To do: An exact copy of the whole listing is required.

Materials provided:

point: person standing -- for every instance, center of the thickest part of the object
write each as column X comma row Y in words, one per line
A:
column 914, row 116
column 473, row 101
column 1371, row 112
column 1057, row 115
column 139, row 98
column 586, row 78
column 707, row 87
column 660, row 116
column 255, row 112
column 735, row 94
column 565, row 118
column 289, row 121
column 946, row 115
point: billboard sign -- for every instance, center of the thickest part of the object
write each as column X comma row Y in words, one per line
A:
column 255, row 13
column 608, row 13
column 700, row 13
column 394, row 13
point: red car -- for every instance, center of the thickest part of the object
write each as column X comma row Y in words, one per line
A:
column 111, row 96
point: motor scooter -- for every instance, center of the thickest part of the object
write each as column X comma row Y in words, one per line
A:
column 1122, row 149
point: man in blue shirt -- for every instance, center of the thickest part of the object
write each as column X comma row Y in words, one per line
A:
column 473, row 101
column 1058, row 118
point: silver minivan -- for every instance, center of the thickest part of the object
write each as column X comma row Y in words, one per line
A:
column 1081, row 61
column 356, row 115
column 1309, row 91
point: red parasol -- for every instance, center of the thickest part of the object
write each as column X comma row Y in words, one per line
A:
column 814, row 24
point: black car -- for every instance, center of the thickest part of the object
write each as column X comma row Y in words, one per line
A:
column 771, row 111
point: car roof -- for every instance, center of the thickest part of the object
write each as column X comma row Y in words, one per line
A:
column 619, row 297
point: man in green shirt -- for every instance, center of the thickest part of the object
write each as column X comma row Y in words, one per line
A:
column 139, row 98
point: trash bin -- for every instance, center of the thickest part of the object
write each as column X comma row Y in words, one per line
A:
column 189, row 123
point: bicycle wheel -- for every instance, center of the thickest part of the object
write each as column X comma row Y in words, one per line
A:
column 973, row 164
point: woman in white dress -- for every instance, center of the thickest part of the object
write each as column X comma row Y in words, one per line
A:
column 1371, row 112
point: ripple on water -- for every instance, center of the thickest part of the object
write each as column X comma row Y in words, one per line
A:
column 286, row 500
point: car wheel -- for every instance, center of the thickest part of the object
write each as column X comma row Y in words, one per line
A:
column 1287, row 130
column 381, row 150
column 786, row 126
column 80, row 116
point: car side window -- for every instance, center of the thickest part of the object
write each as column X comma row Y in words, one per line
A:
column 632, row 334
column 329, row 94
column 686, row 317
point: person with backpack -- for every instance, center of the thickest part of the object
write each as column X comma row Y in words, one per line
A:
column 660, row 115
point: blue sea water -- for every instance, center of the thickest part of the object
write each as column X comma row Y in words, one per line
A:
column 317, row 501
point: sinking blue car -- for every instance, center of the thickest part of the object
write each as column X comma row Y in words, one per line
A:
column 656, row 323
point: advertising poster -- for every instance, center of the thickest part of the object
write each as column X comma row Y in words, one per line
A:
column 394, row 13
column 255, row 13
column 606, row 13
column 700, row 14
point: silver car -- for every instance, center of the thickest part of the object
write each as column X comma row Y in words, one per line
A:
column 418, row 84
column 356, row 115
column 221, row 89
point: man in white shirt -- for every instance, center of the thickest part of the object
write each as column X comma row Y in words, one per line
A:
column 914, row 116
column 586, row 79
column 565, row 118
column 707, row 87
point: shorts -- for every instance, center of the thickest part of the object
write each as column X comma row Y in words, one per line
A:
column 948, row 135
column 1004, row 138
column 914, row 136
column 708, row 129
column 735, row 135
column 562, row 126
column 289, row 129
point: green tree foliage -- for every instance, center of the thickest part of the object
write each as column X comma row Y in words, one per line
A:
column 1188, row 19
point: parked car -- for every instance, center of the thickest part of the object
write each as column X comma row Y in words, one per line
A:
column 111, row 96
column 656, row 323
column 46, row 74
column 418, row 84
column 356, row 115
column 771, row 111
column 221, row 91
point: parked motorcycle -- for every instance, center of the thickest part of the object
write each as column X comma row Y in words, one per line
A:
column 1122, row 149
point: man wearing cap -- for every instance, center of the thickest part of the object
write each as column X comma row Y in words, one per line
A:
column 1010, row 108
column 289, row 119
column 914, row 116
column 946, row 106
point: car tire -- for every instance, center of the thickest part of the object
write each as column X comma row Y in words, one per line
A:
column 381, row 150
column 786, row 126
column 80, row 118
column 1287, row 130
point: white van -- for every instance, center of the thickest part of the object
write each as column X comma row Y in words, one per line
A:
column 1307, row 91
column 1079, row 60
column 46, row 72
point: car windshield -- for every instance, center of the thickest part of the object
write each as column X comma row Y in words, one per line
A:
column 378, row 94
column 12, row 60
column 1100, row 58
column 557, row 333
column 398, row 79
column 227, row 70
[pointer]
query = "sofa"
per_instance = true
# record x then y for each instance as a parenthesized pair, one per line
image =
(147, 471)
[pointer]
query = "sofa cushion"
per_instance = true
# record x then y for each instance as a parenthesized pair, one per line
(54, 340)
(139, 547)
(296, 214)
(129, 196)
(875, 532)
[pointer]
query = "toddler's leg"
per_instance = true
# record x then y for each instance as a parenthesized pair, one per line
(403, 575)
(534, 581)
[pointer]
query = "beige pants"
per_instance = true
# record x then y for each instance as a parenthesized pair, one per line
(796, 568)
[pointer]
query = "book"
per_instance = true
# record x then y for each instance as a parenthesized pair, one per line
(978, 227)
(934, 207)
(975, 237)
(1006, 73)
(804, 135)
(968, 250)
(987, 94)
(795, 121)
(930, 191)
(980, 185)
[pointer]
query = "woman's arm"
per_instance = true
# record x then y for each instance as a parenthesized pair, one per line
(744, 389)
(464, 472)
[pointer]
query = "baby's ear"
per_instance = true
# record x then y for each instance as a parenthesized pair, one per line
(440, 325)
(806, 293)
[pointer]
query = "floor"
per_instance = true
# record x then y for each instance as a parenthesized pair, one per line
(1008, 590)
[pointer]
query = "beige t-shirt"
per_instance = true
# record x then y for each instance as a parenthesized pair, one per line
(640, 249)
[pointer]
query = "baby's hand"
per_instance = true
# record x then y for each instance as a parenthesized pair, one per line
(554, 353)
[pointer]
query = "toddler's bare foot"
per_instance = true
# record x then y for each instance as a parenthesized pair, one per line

Finished task:
point: person standing -- for every instance, center of the thickest part of the object
write each as column X comma row Y in words, one per line
A:
column 914, row 116
column 473, row 101
column 1371, row 112
column 1057, row 115
column 139, row 98
column 586, row 78
column 707, row 87
column 660, row 116
column 255, row 112
column 735, row 94
column 565, row 118
column 289, row 121
column 946, row 115
point: billboard sign -- for every instance, center of the thickest part of the object
write each as column X comma row Y in words, one per line
A:
column 255, row 13
column 608, row 13
column 700, row 13
column 394, row 13
point: red car -- for every instance, center of the thickest part of the object
write each as column X comma row Y in words, one per line
A:
column 111, row 96
point: motor scooter -- for every instance, center of the thickest part of the object
write each as column X comma row Y in words, one per line
A:
column 1122, row 149
point: man in blue shirt -- for every instance, center of the thickest part of the object
write each as column X comma row Y in words, one per line
A:
column 473, row 101
column 1058, row 118
point: silver minivan -- for every instance, center of the thickest part of the object
write each as column X comma row Y in words, one per line
A:
column 1081, row 61
column 356, row 115
column 1309, row 91
point: red parasol -- for every instance, center of the thickest part of the object
write each as column X comma row Y in words, one per line
A:
column 814, row 24
point: black car -- for every instance, center of the thickest part of the object
write each as column X comma row Y in words, one per line
A:
column 771, row 111
point: car roof -- for every instance, center of the thickest part of the object
write each as column X comma row Y in words, one per line
A:
column 619, row 297
point: man in green shirt -- for every instance, center of the thickest part of the object
write each as column X comma row Y in words, one per line
A:
column 139, row 98
point: trash bin -- for every instance, center of the thickest part of the object
write each as column X comma row Y in words, one per line
A:
column 189, row 123
point: bicycle wheel -- for every instance, center of the thickest part of the object
write each as column X comma row Y in words, one per line
A:
column 973, row 164
point: woman in white dress -- for every instance, center of the thickest part of the object
write each as column X comma row Y in words, one per line
A:
column 1371, row 112
point: ripple on water -- for every instance, center of the thickest part of the object
write each as column X comma row Y in words, one per line
A:
column 286, row 500
point: car wheel -- for every instance, center of the thickest part of the object
write each as column X comma row Y in words, one per line
A:
column 1287, row 130
column 381, row 150
column 786, row 126
column 80, row 116
point: car side window -- for every instance, center of the thickest part of the object
write each as column X comma row Y in words, one per line
A:
column 632, row 334
column 329, row 94
column 686, row 317
point: person with backpack -- for every instance, center of the thickest part of the object
write each as column X comma row Y in words, one per line
A:
column 660, row 115
point: blue sea water -- for every instance, center of the thickest part of the object
write each as column X comma row Y in words, one per line
A:
column 317, row 501
point: sinking blue car -- for every instance, center of the thickest part of the object
write each as column X comma row Y in words, one per line
A:
column 656, row 323
point: advertising poster -- for every instance, center of the thickest part of the object
write each as column X comma row Y in words, one per line
A:
column 394, row 13
column 255, row 13
column 606, row 13
column 700, row 14
point: silver car -- for every instance, center of the thickest part of the object
write each as column X comma row Y in words, one per line
A:
column 418, row 84
column 356, row 115
column 221, row 89
point: man in white shirt -- for every instance, center of the thickest part of the object
write each as column X comma row Y in words, one per line
A:
column 914, row 116
column 586, row 79
column 565, row 118
column 707, row 87
point: shorts -- for every instance, center of the thickest part of the object
write each as column X comma row Y in words, one per line
A:
column 948, row 135
column 1004, row 138
column 914, row 136
column 708, row 129
column 735, row 135
column 562, row 126
column 289, row 129
point: green tree foliage -- for every instance, center of the thickest part of the object
write each as column X comma row Y in words, one per line
A:
column 1188, row 19
point: parked car -- for every instance, center of the thickest part of the object
write each as column X comma row Y in words, one per line
A:
column 111, row 96
column 656, row 323
column 46, row 74
column 418, row 84
column 356, row 115
column 771, row 111
column 221, row 91
point: parked motorcycle -- for every instance, center of the thickest part of the object
write each as column X comma row Y in words, one per line
A:
column 1122, row 149
point: man wearing cap -- for every instance, center of the thickest part of the object
write each as column X comma row Y in words, one per line
A:
column 1010, row 108
column 289, row 119
column 914, row 116
column 946, row 106
point: car tire -- for every instance, center of the thickest part of the object
write each as column X comma row Y in words, one per line
A:
column 381, row 150
column 786, row 126
column 80, row 118
column 1287, row 130
point: white van -- for every instance, center of the thickest part of the object
write each as column X comma row Y in words, one per line
A:
column 1307, row 91
column 1079, row 60
column 46, row 72
point: car windshield -- for every instance, center of the thickest part of the object
write each as column X comma row Y in words, one per line
A:
column 378, row 94
column 12, row 60
column 1100, row 58
column 557, row 333
column 398, row 79
column 227, row 70
[pointer]
query = "sofa"
per_instance = true
# record x then y for each instance as a parenthesized pair, one per line
image =
(147, 471)
[pointer]
query = "sofa cushion"
per_instance = true
# record x then y for each instance as a parenthesized pair, one per line
(54, 340)
(139, 547)
(296, 214)
(129, 196)
(875, 532)
[pointer]
query = "toddler's leg"
per_instance = true
# record x then y for each instance as a parenthesized pair, one per line
(403, 575)
(534, 581)
[pointer]
query = "beige pants"
per_instance = true
# record x then y for each instance as a parenthesized pair, one per line
(796, 568)
[pointer]
query = "book"
per_instance = true
# record x then y for each instance as a parenthesized pair, one per line
(978, 227)
(934, 207)
(975, 237)
(1006, 73)
(804, 135)
(968, 250)
(987, 94)
(795, 121)
(930, 191)
(980, 185)
[pointer]
query = "woman's arm"
per_instance = true
# record x then y for each instance as a parenthesized pair, one per line
(744, 389)
(464, 472)
[pointer]
query = "baby's ear"
per_instance = true
# record x then y for each instance as a parenthesized pair, one per line
(440, 325)
(806, 293)
[pointer]
query = "floor"
per_instance = true
# record x then y for each instance as a parenthesized pair, one per line
(1008, 590)
[pointer]
query = "beige t-shirt"
per_instance = true
# record x then y for each instance as a parenthesized pair, one per line
(640, 249)
[pointer]
query = "baby's hand"
per_instance = true
# record x then y for each instance as a parenthesized pair, one per line
(554, 353)
[pointer]
query = "toddler's bare foot"
per_instance = true
# record x then y for each instance as a parenthesized pair, one per line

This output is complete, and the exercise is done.